*** Block opens ***

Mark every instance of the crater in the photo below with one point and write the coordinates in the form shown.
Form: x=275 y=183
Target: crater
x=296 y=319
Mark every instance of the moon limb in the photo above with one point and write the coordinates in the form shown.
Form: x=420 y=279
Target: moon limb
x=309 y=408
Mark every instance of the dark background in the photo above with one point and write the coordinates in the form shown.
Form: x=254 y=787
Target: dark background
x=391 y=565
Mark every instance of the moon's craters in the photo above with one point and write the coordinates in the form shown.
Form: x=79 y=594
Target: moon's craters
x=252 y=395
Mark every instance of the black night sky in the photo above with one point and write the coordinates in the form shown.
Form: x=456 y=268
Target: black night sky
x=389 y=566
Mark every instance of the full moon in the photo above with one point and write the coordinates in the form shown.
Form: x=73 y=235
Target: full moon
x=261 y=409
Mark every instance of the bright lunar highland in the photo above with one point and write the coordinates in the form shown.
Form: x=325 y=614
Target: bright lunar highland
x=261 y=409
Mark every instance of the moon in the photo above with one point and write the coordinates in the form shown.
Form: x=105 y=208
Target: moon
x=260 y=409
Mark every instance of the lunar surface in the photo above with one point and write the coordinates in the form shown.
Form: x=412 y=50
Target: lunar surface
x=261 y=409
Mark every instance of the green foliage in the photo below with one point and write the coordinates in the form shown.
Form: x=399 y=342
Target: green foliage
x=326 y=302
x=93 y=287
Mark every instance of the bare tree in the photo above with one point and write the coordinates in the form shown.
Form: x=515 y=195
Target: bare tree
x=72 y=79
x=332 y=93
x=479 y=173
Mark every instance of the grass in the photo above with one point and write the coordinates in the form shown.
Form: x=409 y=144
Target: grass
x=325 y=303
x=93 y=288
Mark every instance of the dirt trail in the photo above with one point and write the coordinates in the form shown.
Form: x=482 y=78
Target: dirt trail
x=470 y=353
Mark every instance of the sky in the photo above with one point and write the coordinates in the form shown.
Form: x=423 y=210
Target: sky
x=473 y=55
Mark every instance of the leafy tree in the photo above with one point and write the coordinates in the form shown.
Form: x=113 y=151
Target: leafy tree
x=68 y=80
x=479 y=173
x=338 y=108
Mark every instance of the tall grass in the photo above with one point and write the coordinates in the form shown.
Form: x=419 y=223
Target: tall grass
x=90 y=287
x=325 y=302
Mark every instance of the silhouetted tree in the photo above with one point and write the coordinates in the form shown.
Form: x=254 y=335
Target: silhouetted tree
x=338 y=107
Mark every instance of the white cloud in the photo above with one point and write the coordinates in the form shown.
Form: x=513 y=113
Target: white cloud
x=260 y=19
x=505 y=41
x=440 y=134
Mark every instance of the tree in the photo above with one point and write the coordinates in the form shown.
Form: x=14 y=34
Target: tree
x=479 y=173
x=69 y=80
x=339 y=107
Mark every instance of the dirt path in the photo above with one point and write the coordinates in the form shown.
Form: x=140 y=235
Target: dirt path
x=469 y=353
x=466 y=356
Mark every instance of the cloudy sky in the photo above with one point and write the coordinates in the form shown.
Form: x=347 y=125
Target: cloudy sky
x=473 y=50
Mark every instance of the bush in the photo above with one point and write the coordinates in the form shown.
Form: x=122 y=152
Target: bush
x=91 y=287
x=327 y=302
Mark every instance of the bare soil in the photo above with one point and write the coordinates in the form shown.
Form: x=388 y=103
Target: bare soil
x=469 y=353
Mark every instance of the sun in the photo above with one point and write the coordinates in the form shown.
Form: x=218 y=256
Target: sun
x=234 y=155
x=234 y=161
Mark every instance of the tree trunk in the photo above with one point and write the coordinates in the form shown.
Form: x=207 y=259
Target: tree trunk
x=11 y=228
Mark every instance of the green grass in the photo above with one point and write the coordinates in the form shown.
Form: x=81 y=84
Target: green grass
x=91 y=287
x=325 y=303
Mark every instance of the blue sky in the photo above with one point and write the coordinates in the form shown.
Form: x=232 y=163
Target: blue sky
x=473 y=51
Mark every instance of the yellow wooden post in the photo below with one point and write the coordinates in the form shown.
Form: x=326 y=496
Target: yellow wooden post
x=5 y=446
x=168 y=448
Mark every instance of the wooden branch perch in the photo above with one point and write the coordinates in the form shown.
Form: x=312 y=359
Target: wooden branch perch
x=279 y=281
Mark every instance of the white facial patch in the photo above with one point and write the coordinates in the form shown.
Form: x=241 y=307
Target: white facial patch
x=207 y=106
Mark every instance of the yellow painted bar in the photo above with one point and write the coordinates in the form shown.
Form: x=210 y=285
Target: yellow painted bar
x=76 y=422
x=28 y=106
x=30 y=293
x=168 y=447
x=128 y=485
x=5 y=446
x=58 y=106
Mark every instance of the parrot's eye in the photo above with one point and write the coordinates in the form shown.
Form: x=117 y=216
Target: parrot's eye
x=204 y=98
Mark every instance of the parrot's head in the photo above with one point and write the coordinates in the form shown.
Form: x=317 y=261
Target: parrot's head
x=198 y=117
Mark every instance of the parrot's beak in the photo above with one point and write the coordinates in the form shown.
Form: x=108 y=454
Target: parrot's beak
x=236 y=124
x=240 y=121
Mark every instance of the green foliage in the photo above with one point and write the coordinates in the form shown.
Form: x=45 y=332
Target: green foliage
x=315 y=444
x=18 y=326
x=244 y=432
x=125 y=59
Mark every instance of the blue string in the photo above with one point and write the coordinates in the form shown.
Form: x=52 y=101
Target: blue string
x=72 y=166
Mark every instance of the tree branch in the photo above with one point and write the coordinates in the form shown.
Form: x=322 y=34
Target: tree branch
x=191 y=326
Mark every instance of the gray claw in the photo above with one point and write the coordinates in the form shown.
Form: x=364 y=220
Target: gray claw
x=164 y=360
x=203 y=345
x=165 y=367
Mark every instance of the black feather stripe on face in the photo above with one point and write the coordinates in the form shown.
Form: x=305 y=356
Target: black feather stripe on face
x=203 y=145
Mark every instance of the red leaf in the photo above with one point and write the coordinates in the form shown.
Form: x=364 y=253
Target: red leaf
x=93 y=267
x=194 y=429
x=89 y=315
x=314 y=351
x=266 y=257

*** Block closes ***

YOUR OBJECTIVE | Take every line above that includes "below" and list it.

COMPLETED EXERCISE |
Mark every instance of the crater in the photo below with one point and write the coordinates in the form shown.
Mark every instance of the green foliage in the photo below with one point and write the coordinates in the form shown.
Mark every instance of the yellow wooden post in the photo below with one point and write the coordinates in the form shown.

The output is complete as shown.